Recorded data
——

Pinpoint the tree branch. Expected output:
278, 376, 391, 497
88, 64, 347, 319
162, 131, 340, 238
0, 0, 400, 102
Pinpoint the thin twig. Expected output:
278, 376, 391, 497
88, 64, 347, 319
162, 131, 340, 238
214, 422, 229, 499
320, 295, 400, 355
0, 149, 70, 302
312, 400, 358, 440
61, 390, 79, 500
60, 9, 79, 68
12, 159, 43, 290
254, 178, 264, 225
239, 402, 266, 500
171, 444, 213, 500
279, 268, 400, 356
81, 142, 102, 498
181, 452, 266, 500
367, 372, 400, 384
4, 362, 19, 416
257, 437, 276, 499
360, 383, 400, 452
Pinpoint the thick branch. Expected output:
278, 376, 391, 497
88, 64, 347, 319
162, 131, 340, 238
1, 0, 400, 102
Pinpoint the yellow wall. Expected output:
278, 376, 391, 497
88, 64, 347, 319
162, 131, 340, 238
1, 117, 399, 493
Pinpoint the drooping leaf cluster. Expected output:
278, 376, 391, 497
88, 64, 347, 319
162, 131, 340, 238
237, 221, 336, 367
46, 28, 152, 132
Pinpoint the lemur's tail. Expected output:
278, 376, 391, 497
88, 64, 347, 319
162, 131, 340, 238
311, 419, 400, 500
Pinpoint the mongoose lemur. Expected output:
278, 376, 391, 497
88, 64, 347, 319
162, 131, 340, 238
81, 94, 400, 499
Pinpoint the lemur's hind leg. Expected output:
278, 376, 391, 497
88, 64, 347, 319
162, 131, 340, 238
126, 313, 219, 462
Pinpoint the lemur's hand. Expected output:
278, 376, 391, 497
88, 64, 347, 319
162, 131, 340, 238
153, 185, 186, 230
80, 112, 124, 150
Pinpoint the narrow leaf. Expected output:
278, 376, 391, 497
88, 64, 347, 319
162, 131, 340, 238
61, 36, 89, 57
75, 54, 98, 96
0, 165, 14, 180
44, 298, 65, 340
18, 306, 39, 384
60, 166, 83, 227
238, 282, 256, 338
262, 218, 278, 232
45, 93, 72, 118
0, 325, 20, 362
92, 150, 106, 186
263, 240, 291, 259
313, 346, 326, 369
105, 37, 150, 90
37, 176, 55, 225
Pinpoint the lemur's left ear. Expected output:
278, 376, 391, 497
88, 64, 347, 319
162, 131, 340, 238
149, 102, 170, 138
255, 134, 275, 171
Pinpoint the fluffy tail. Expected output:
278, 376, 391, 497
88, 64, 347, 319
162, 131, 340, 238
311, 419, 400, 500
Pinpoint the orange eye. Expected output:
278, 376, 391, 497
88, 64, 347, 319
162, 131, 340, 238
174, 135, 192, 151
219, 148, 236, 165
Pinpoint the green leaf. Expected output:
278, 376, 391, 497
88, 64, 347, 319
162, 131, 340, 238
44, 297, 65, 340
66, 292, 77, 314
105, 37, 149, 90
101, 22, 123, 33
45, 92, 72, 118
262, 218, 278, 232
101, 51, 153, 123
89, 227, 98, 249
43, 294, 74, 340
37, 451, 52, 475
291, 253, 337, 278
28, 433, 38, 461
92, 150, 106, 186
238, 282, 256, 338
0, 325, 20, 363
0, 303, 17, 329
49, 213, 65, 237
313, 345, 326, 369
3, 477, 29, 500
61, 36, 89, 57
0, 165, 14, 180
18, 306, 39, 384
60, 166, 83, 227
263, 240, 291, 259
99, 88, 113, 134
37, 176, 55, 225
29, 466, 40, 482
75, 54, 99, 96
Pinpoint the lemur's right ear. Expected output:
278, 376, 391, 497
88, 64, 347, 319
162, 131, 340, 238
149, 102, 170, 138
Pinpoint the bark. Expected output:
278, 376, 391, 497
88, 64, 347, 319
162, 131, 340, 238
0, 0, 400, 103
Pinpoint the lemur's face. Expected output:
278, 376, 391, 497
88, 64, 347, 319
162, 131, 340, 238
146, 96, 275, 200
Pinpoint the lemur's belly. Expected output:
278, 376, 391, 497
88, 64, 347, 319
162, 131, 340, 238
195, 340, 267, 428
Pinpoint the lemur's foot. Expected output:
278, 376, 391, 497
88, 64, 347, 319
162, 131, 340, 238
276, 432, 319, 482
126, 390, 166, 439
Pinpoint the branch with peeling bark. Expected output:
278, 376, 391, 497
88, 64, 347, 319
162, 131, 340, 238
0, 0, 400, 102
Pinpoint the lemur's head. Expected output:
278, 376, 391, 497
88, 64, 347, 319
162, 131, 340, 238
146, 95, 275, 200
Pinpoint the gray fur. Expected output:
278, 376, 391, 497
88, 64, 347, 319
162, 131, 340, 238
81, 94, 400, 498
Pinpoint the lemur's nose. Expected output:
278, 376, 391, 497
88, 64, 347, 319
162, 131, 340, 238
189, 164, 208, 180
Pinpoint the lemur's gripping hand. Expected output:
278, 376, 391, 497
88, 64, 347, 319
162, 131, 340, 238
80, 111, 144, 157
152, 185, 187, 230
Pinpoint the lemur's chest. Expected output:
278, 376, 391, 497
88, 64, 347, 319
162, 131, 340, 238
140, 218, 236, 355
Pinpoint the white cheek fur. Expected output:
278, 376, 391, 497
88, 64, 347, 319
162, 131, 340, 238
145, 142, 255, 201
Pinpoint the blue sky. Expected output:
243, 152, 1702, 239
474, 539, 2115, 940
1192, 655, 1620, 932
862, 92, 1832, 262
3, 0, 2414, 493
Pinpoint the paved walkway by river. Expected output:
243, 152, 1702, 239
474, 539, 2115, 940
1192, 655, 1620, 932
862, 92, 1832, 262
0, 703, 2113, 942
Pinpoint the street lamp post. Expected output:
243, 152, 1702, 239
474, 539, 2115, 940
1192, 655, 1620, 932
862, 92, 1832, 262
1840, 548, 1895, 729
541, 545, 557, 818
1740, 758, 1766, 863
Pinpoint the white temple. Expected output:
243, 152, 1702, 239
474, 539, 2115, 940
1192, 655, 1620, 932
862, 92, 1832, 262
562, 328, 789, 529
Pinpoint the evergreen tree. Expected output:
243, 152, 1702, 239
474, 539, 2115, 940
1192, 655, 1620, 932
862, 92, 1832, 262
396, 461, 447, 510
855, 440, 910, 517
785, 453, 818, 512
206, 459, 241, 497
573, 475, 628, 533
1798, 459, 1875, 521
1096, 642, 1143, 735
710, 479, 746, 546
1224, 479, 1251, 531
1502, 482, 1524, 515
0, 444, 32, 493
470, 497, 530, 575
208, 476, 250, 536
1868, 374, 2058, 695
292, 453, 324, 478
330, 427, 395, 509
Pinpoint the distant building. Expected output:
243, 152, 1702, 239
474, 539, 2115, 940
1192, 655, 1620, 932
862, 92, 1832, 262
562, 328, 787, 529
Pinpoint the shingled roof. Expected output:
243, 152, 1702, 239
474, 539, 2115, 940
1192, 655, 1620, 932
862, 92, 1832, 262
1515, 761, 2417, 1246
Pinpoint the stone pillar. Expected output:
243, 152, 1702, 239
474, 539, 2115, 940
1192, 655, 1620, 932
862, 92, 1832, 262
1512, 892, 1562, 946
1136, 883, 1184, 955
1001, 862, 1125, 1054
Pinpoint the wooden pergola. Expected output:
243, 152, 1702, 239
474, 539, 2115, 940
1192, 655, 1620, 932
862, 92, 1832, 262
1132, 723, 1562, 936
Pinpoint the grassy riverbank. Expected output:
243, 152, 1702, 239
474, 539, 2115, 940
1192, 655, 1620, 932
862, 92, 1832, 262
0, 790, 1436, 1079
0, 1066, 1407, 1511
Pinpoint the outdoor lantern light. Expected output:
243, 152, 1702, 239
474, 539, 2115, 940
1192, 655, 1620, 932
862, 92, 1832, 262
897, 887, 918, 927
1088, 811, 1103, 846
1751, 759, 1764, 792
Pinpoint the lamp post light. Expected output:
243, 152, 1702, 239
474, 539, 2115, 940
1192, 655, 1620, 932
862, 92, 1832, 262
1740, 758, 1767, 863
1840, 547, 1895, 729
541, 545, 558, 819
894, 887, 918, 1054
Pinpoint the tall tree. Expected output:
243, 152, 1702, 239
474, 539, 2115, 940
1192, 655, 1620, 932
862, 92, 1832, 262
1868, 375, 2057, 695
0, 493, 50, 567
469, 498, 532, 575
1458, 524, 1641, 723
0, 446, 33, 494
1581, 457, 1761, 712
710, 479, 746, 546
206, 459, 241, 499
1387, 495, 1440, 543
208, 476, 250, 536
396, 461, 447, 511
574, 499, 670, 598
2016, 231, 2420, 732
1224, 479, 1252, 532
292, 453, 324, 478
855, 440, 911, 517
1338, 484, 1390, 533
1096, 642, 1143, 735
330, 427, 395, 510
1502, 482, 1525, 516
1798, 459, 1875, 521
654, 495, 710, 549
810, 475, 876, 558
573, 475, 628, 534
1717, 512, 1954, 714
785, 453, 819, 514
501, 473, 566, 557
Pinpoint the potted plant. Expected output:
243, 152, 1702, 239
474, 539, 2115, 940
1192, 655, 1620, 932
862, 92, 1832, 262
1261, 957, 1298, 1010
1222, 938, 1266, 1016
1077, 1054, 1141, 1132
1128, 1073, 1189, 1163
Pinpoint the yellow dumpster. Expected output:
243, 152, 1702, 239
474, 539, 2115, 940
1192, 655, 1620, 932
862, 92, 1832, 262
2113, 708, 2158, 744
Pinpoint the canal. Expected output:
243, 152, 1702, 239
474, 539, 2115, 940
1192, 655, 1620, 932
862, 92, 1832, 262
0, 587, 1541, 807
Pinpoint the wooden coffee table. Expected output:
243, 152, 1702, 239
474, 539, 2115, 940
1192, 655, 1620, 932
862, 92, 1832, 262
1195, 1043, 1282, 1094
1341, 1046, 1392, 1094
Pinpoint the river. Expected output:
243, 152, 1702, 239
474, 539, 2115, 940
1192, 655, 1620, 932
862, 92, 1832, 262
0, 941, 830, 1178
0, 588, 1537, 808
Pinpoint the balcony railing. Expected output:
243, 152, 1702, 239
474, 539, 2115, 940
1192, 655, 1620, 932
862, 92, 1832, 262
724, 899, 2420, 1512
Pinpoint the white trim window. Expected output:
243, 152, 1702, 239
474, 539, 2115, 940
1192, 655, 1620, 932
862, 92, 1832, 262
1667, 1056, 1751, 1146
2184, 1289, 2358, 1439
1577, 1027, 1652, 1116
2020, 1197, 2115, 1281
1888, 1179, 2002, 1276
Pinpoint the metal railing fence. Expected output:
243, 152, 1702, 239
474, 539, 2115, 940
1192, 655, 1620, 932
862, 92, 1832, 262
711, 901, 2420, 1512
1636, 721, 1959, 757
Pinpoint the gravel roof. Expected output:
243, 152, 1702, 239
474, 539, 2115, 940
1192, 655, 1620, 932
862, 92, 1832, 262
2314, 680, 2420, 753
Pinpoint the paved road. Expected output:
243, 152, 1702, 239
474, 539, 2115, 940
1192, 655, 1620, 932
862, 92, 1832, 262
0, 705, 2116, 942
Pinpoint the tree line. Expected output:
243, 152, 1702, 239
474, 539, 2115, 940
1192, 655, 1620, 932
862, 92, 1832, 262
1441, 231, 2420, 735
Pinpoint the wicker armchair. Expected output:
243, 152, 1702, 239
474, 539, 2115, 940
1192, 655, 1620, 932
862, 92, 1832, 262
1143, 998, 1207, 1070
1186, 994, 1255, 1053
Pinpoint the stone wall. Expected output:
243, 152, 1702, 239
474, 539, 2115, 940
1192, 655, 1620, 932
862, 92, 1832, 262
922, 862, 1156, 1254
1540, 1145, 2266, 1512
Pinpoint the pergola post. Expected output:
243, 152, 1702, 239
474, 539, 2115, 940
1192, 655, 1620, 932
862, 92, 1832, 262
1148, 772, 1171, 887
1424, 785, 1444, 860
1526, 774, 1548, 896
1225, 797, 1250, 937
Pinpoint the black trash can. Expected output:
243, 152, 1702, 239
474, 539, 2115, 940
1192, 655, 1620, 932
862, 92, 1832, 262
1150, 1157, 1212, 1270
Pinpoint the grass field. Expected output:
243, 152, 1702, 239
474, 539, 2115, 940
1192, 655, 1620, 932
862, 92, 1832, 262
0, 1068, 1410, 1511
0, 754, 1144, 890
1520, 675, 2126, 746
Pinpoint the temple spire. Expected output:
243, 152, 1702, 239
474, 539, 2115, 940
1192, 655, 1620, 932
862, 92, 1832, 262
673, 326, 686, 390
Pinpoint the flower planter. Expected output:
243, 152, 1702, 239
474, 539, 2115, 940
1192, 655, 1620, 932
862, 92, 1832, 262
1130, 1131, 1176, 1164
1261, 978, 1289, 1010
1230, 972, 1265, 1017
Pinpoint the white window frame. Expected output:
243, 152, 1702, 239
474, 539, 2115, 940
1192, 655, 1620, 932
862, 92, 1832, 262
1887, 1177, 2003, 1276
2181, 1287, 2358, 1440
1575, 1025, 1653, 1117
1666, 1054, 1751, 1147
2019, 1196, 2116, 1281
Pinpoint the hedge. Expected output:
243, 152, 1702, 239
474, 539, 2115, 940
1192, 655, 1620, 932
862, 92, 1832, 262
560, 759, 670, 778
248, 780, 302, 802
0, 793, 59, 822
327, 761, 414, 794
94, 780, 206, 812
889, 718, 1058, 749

——

■ **WORK TASK**
Of all the entries above, repeat only the lines from the line that has "Pinpoint the branch" to the line that has "Pinpoint the blue", both lines included, exactly.

■ **REPLY TO THE EXERCISE**
Pinpoint the branch with peeling bark. Expected output:
278, 376, 391, 497
88, 64, 347, 319
162, 131, 340, 238
0, 0, 400, 102
Pinpoint the lemur's head. Expected output:
278, 376, 391, 497
88, 64, 347, 319
162, 131, 340, 238
146, 95, 275, 200
Pinpoint the gray fur. Expected output:
278, 376, 391, 497
88, 64, 347, 319
162, 131, 340, 238
81, 94, 400, 498
Pinpoint the lemur's nose. Expected output:
278, 376, 391, 497
88, 64, 347, 319
162, 131, 340, 238
189, 164, 208, 180
Pinpoint the lemur's gripping hand. Expected output:
278, 376, 391, 497
88, 64, 347, 319
162, 131, 340, 238
80, 111, 144, 157
152, 185, 187, 230
Pinpoint the lemur's chest. Expected output:
278, 376, 391, 497
88, 64, 347, 319
162, 131, 340, 238
140, 218, 236, 355
Pinpoint the white cheek fur. Expected output:
278, 376, 391, 497
88, 64, 347, 319
162, 131, 340, 238
145, 142, 255, 201
Pinpoint the blue sky. Expected output:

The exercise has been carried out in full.